### FRAGMENTO
==========

Finalmente, la Cincomarzada sucumbiría a la larga noche franquista aunque los primeros años de la Transición democrática hicieron posible su recuperación, ahora definitivamente alejada de su mito fundacional.
OBJETIVOS Y METODOLOGÍA Tomando como punto de partida la breve contextualización anterior, los objetivos apriorísticos que nos hemos fijado a la hora de abordar el tema propuesto para la presente investigación giran en torno al tratamiento de varios factores estrechamente vinculados entre sí.
En primer lugar, nos proponemos analizar la determinante influencia ejercida sobre el proceso conmemorativo por el marco de predominio liberal-progresista abierto en Zaragoza a partir de 1835 y prolongado hasta la reacción moderada de 1843-1844. Condicionados una vez más por lo que todavía son sólo conjeturas apriorísticas, creemos que el movimiento juntero contribuyó a extender una nueva cultura política y aceleró el uso de fórmulas discursivas innovadoras que combinaban apelaciones tanto a una supuesta tradición histórica aragonesa (emanada del binomio fueros y libertad) como a la nueva realidad sociopolítica. Todo ello acabó por confluir en los mecanismos de autolegitimación liberal posteriores al Cinco de Marzo de 1838.

==========

### LÍNEAS DE DATOS
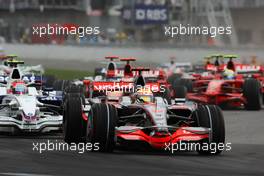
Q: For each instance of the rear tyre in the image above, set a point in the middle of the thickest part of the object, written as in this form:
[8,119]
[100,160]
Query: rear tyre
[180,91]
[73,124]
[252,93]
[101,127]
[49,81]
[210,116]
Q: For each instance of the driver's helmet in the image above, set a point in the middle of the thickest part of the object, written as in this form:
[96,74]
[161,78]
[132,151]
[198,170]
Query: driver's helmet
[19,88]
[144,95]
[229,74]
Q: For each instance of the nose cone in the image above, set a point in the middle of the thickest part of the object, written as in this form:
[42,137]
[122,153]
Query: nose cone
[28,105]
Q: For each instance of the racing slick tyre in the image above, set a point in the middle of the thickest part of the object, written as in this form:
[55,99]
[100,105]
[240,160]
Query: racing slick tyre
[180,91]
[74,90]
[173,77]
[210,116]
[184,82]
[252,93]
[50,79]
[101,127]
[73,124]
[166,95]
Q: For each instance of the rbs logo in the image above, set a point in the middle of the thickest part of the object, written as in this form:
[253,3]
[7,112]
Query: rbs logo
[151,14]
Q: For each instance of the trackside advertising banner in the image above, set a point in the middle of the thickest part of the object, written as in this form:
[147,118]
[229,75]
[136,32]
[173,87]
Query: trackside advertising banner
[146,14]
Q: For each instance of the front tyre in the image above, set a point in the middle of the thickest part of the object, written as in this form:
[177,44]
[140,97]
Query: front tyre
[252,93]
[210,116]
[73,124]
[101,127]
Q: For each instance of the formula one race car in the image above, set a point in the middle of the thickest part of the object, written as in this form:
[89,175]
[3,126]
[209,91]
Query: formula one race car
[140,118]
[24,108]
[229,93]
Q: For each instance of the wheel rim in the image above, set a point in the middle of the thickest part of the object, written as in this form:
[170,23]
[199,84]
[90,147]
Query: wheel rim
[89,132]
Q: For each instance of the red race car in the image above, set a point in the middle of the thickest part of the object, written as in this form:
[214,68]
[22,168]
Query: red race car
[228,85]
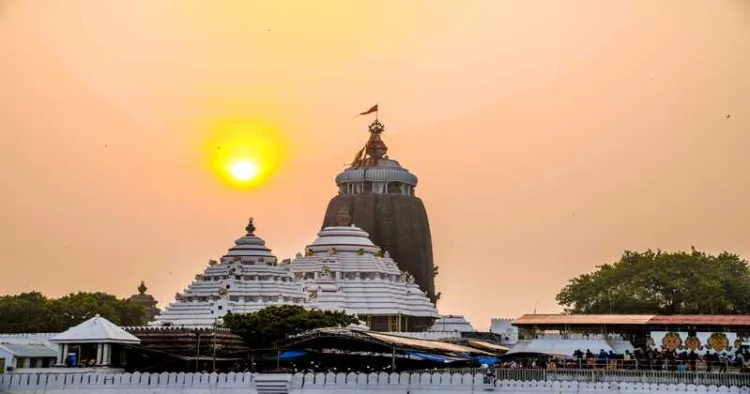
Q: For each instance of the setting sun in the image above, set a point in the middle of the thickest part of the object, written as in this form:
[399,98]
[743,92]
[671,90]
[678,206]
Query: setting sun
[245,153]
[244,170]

==========

### TAREA PROPUESTA
Según el fragmento, ¿entre qué años se extendió en Zaragoza el marco de predominio liberal-progresista?

### RESULTADO DEL EJERCICIO
Desde 1835 hasta la reacción moderada de 1843-1844.